[Stored records]
━━━━━━━━━━━━━━━━━━━━━━━━━━━━━━
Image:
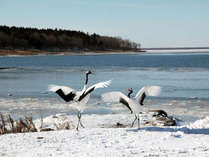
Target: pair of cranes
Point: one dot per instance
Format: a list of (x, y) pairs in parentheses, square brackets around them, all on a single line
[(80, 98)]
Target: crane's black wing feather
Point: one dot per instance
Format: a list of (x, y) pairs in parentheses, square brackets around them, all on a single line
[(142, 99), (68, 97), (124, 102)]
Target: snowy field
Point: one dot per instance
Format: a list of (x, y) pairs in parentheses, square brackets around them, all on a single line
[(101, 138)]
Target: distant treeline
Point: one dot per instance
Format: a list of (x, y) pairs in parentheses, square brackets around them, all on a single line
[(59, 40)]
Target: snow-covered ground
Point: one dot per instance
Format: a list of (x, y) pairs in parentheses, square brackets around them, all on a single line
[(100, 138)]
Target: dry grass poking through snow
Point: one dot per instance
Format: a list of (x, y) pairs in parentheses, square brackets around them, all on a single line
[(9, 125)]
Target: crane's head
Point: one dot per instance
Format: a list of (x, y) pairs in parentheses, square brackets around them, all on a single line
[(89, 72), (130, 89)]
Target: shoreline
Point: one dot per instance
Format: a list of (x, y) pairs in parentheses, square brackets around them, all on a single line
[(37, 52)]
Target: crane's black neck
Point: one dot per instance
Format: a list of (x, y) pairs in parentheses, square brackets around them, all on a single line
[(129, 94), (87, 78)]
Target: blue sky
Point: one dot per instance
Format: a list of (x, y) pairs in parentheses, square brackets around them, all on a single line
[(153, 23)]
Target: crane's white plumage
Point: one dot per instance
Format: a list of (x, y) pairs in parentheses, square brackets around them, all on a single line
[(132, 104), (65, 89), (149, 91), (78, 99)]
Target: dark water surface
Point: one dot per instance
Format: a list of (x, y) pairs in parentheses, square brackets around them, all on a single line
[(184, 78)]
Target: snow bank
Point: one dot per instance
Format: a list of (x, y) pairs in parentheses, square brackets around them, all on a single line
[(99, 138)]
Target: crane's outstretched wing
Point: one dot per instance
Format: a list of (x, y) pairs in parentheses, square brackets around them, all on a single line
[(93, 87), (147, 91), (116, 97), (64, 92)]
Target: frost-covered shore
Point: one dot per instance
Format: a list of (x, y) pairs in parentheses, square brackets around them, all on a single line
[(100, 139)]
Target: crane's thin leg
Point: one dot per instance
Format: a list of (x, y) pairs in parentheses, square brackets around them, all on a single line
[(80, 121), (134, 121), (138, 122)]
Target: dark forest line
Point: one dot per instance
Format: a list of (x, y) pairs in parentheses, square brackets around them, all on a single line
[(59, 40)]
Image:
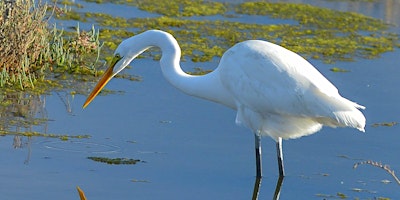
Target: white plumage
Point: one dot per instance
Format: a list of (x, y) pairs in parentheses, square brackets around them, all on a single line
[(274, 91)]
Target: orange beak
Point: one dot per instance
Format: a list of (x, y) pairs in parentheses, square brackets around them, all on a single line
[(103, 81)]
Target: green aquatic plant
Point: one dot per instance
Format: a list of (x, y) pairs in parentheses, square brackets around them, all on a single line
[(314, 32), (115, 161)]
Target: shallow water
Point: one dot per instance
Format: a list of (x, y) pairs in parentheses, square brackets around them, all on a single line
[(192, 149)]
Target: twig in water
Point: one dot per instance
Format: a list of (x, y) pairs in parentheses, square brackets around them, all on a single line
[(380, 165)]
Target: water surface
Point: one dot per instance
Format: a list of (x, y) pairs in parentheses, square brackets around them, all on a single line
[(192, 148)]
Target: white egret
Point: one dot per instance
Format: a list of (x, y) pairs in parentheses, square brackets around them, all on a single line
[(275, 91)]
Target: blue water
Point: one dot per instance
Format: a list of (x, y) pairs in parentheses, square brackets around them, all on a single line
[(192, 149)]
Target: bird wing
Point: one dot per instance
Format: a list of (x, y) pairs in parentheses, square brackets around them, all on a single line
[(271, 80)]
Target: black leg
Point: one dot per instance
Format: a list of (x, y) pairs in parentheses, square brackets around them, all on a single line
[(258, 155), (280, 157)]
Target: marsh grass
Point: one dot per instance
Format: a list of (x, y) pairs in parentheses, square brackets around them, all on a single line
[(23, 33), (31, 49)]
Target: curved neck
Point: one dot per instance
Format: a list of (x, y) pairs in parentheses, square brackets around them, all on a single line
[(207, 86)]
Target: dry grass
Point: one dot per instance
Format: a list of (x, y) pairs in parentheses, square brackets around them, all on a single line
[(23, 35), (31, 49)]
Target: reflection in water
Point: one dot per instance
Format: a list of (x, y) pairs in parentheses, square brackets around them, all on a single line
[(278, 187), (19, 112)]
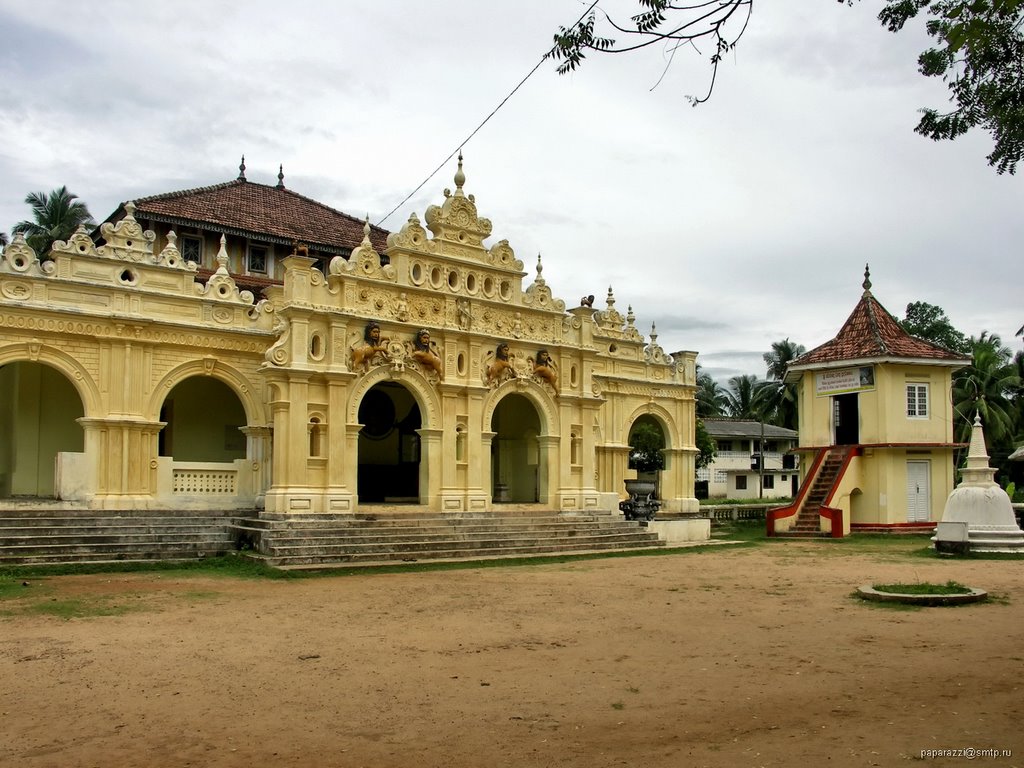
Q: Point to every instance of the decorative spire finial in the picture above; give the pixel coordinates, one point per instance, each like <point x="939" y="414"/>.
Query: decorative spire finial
━━━━━━━━━━━━━━━━━━━━━━━━━━━━━━
Every record gets retyped exactly; no picture goes into the copy.

- _Problem solution_
Image:
Target: pair of cranes
Point: one dot per instance
Format: a list of (x, y) pairs in parentheses, square brackets around them, all on a single line
[(80, 98)]
Target: crane's black wing feather
Point: one dot per instance
Format: a list of (x, y) pairs in parentheses, square brackets around them, all on a single line
[(142, 99), (68, 97), (124, 102)]
Target: snowy field
Point: one dot per instance
Format: a list of (x, y) pairs in parentheses, square brackets around them, all on a single line
[(101, 138)]
Target: distant treeline
Point: one dot per instance
Format: a list of (x, y) pairs in parentheses, square brackets around them, all on a single line
[(59, 40)]
Target: snow-covered ground
Point: one dot per instance
Format: a list of (x, y) pairs in parentheses, square brackets around them, all on a single line
[(100, 138)]
Target: dry grass poking through snow
Point: one dot per instance
Format: a list of (x, y) pairs in parentheses, square brackets around them, all on a single line
[(9, 125)]
Target: crane's head
Point: one dot per instance
Format: a list of (x, y) pairs in parentheses, square brackets around them, all on a single line
[(89, 72), (130, 89)]
Target: shoreline
Point: one dot per instance
Format: a list of (x, y) pairs in parentheses, square brackets around them, all on a single line
[(37, 52)]
Target: crane's black neck
Point: one dot per instance
Format: a list of (x, y) pairs in parentheses, square brackets around them, all on a single line
[(129, 94), (87, 78)]
Target: blue sky
Point: one dot per instance
Format: a list of (x, y) pairs in parentheses, square brackets around them, all on a single line
[(153, 23)]
Target: crane's white plumage
Point: one dot per instance
Format: a list of (x, y) pairs in parentheses, square brackets around them, all on a single line
[(132, 104), (65, 89), (149, 91), (78, 99)]
Target: dark water surface
Point: one dot per instance
Format: a list of (x, y) pairs in parentheses, square brackets around them, all on a single line
[(184, 78)]
Target: snow bank
Point: one dot per instance
Format: a list of (x, y) pairs in parentheses, square brackets around them, all on a single line
[(99, 138)]
Target: crane's outstretched wing
Point: one dot per instance
Format: a list of (x, y) pairs in parentheses, square brackets around them, all on a single line
[(93, 87), (147, 91), (116, 97), (64, 92)]
Target: frost-covered shore
Point: one dot per instance
Format: a list of (x, y) pairs in parentheses, square brackets around them, all on a single line
[(100, 139)]
Target: crane's thin leg
Point: one dot per instance
Format: a list of (x, y) pairs in parentheses, square brackets around them, all on a single line
[(80, 121), (134, 121), (138, 122)]
Target: dark forest line
Point: one dot per instance
Format: a list of (x, y) pairs in parentheses, square brackets around them, all on a single line
[(59, 40)]
Image:
Target: white plumage
Point: one dot per instance
Format: a list of (x, y) pairs in parentheses, square brackets around them, all on a single line
[(274, 91)]
Target: orange beak
Point: one dot per instance
Format: a list of (x, y) pairs in parentheses, square brackets around them, all on a single line
[(103, 81)]
Target: green aquatic plant
Point: one dot per instance
Format: a list of (x, y) pairs in parentheses, square brackets around them, all on a single line
[(314, 32), (115, 161)]
Target: shallow water
Point: one dot per instance
Format: a list of (x, y) pairs in parentheses, square brackets around them, all on a single line
[(192, 149)]
Target: twig in water
Point: one dot per instance
Format: a list of (x, y) pairs in parentheses, square brackets around them, all on a single line
[(380, 165)]
Target: water surface
Point: one dot per instance
Format: a list of (x, y) pairs in parentheses, square brackets around them, all on a single line
[(192, 148)]
Target: white egret
Point: one dot per instance
Format: a list of (x, y) pairs in parentheses, square brackets around them, all on a single line
[(275, 91)]
Target: blue water
Point: one dot per instance
Format: a list of (x, y) pairs in parentheses, square brackets around them, all on a single line
[(192, 149)]
Target: bird wing
Point: one dot per instance
Format: a list of (x, y) pairs in parentheses, square brackets around them, all on a single line
[(271, 80)]
Target: black leg
Point: one dot per instance
Format: a list of (x, y) pairs in parentheses, square brackets around them, all on a single line
[(258, 155), (280, 157)]
Target: marsh grass
Point: one dot per instance
Format: a list of (x, y) pairs in parentheses, square brackets around them, all on a single line
[(23, 33), (31, 49)]
Target: curved neck
Point: one dot per instance
Format: a list of (x, y) pairs in parentheses, square brackets around them, all on a single line
[(207, 86)]
Target: dry grass
Point: one dot per instance
Format: a list of (x, y) pairs in parentheses, square brackets around them, all on a single line
[(23, 35), (31, 49)]
Target: reflection in water
Point: one dot per instance
Format: a list of (x, y) pairs in parentheses, square brackets around them, all on a single line
[(278, 187), (19, 112)]
Q: Point to every instance of the decorative spire finial in the picture above; give the pixel coordinates, one point per instance, each like <point x="939" y="414"/>.
Query: decorative spire finial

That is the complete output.